-- Start Data --

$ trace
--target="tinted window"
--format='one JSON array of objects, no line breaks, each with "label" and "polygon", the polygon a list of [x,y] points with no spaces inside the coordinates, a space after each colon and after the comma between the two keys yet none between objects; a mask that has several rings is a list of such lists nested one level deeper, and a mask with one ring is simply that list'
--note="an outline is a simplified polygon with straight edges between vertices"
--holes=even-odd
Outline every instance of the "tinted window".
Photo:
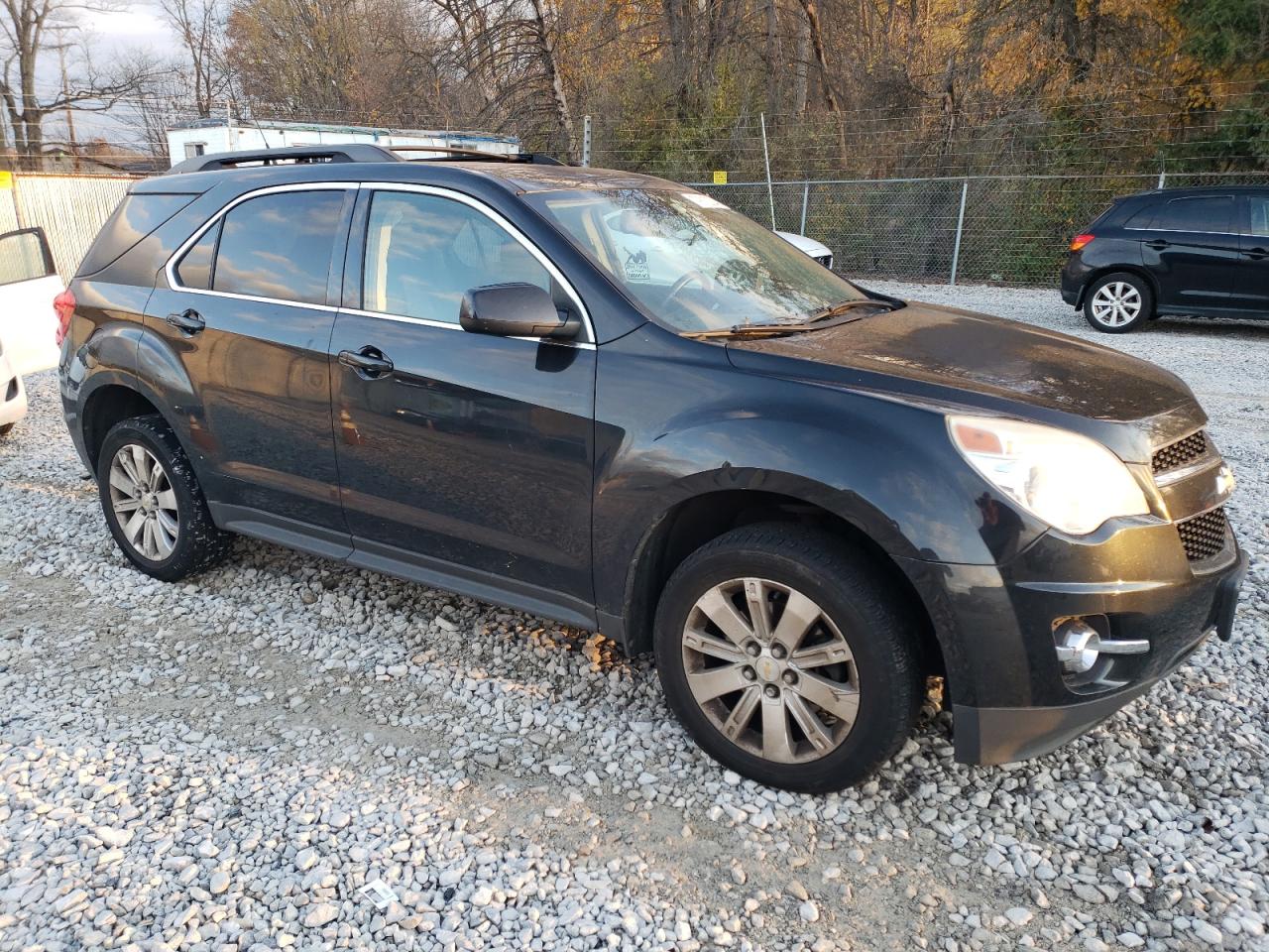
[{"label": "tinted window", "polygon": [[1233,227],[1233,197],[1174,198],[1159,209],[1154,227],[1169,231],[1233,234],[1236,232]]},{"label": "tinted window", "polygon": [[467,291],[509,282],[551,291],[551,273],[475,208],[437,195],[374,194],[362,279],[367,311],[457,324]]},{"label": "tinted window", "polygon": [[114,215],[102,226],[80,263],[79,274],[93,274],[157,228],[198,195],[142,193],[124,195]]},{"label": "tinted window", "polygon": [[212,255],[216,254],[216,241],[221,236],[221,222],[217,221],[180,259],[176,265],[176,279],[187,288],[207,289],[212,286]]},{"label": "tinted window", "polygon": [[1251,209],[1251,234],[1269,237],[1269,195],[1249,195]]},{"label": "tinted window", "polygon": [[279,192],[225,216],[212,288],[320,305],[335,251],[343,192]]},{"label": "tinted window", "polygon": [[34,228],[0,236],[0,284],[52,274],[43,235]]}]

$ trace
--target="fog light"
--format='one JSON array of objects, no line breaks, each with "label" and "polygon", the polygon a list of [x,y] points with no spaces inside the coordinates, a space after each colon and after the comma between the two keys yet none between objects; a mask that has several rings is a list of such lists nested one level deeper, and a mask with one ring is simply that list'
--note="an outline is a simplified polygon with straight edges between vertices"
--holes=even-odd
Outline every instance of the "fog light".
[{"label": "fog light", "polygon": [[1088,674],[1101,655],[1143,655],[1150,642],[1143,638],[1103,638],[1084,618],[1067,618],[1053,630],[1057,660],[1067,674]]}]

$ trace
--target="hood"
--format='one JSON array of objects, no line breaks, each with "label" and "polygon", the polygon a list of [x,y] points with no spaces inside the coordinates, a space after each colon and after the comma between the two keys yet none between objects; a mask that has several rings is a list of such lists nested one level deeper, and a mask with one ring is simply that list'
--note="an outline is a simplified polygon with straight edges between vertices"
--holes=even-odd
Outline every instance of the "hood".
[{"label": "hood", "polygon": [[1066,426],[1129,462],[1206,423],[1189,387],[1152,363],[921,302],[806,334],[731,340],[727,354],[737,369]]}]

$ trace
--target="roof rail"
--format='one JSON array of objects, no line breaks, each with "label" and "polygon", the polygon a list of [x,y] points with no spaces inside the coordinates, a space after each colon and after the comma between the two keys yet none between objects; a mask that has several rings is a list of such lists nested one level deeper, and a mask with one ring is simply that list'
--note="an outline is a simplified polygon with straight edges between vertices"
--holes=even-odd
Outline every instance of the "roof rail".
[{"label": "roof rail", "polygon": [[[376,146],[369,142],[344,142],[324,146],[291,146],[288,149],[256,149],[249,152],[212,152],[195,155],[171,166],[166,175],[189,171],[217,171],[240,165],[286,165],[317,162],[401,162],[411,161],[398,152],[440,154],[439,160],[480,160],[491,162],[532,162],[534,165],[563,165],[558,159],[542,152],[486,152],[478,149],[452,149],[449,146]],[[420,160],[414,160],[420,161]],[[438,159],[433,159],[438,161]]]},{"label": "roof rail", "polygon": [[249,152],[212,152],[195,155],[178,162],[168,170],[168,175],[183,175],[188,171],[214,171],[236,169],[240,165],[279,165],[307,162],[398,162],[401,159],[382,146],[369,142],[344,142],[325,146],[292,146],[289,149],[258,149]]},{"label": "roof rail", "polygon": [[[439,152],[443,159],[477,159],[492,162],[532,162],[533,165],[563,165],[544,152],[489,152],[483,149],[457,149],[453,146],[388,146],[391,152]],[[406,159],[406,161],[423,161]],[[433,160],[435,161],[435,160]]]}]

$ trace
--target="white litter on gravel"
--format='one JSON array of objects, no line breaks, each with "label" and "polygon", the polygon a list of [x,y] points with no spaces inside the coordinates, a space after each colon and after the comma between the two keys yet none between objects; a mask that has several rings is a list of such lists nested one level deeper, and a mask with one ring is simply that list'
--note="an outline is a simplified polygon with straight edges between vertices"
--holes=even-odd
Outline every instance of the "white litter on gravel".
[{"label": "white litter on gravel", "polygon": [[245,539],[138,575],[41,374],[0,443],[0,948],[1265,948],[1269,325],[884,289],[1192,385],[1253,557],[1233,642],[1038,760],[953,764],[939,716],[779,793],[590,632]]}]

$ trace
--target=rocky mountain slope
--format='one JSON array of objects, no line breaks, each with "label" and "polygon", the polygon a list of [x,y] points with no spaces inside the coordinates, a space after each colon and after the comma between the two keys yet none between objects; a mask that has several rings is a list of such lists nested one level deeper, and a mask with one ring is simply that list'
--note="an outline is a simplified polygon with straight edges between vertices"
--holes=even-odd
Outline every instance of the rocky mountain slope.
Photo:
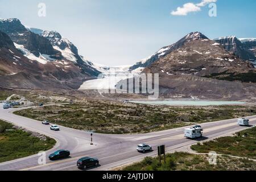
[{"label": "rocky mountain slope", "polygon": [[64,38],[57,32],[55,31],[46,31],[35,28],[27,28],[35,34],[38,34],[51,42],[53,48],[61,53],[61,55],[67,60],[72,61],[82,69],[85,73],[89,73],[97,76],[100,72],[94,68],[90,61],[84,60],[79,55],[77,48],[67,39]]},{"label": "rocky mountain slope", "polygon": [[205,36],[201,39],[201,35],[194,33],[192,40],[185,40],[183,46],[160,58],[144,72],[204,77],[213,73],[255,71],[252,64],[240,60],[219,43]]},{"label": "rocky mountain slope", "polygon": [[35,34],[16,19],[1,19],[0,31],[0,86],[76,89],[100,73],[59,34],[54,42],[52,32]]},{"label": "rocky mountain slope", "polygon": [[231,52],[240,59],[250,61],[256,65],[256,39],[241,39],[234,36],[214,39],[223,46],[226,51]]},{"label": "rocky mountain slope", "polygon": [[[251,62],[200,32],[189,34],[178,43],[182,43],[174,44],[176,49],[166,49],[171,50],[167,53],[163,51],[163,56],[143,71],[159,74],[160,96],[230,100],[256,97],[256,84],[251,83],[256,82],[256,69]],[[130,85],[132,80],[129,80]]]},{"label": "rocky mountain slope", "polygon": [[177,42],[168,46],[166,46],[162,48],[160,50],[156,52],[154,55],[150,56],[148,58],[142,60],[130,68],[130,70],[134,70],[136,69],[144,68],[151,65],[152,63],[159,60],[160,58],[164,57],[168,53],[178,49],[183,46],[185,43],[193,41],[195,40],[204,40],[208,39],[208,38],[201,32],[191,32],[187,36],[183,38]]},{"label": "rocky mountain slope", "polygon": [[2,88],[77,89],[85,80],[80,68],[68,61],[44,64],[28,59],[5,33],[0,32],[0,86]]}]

-- End Data --
-- Start Data --

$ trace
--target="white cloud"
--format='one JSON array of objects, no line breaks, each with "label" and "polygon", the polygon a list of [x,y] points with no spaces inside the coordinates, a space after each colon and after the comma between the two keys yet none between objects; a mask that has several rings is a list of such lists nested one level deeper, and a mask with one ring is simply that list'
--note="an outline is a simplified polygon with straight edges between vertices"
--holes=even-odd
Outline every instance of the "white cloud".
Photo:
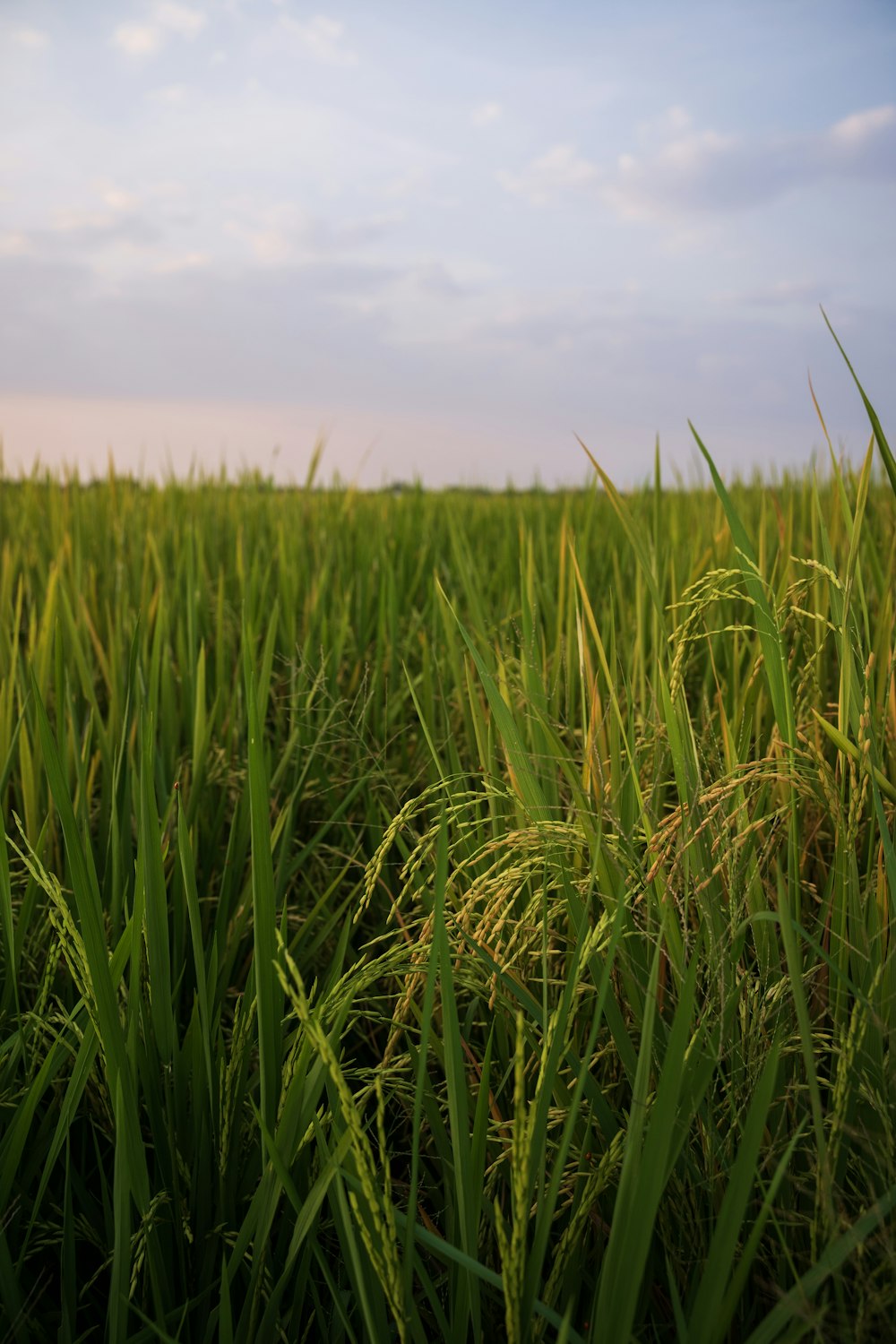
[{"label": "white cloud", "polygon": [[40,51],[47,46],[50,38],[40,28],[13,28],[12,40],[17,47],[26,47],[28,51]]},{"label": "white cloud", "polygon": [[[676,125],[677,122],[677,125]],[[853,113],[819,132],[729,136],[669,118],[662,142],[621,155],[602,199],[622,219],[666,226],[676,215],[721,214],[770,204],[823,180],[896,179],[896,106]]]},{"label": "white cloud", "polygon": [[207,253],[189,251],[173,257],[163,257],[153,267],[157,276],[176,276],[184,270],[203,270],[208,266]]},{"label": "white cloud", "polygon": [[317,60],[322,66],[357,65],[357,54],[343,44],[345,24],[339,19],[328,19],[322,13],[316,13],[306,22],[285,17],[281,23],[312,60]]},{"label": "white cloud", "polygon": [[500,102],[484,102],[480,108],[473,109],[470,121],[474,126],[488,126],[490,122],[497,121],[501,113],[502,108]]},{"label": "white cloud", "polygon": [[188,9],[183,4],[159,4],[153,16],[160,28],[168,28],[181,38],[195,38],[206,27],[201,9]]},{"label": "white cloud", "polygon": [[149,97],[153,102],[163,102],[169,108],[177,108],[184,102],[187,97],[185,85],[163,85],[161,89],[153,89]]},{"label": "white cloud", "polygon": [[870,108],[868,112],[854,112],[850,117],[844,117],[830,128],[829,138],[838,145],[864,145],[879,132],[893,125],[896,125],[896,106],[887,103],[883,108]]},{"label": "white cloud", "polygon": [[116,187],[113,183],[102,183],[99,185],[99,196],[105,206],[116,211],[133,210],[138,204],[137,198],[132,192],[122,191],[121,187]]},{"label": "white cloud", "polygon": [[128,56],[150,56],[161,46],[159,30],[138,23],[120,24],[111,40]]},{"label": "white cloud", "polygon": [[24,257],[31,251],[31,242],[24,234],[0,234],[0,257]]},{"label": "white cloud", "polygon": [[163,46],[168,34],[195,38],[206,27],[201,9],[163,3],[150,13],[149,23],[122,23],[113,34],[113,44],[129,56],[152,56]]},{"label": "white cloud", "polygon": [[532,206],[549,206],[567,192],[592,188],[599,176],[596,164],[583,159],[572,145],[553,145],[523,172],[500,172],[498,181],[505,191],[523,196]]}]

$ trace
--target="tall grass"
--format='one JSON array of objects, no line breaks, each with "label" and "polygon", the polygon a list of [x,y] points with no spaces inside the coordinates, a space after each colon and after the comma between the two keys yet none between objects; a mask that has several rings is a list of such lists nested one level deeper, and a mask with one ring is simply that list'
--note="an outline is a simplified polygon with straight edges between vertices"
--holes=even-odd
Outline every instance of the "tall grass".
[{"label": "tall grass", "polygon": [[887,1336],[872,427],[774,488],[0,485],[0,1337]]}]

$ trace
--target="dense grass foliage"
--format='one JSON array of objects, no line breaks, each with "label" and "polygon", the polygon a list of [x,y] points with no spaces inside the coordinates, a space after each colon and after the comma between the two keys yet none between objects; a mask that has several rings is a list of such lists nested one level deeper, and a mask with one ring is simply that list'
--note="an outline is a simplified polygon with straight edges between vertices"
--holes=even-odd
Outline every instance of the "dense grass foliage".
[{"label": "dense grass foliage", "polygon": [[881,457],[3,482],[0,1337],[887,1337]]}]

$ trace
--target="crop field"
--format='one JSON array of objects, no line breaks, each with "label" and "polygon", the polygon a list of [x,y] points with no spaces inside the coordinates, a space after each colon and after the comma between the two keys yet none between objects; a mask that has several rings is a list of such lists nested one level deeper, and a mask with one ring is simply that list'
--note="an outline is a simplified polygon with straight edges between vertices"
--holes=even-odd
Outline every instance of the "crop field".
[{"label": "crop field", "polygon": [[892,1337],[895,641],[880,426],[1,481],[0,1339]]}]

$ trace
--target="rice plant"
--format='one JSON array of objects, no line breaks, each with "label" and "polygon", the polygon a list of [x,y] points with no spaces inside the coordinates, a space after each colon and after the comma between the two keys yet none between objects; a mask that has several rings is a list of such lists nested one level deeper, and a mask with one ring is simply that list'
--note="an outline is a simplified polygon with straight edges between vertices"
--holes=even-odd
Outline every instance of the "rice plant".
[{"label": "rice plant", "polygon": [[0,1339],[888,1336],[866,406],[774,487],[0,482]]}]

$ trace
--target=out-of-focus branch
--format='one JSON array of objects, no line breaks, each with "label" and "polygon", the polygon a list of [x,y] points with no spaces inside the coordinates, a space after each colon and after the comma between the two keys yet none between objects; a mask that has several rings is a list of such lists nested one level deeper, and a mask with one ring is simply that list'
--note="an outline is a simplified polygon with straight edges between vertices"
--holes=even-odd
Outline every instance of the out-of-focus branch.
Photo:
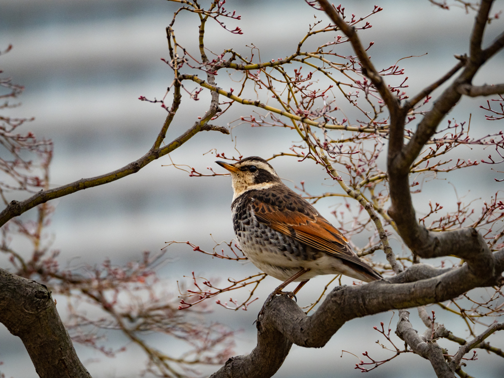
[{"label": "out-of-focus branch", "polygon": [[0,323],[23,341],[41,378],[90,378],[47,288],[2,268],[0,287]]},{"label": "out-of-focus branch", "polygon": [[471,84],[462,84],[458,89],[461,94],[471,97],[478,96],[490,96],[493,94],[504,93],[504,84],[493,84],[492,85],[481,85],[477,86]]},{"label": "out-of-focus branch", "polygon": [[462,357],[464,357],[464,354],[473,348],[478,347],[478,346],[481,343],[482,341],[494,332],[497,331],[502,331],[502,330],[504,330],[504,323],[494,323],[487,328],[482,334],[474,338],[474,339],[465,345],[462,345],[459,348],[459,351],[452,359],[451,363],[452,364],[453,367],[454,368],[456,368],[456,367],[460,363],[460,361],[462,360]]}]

-- End Data --

- Task directions
Collect every line above that contains the word "instance", copying each one in full.

- Result
Outline every instance of the "tinted window".
Outline every instance of the "fog light".
Outline every instance of the "hood".
Outline every instance of the "roof rail".
Outline every instance of the "white litter on gravel".
Outline every instance of the rocky mountain slope.
Outline every instance of the "white cloud".
Outline every instance of the "tall grass".
Outline every instance of the "dense grass foliage".
Outline every instance of the "crop field".
Outline every instance of the "rice plant".
Outline every instance of the out-of-focus branch.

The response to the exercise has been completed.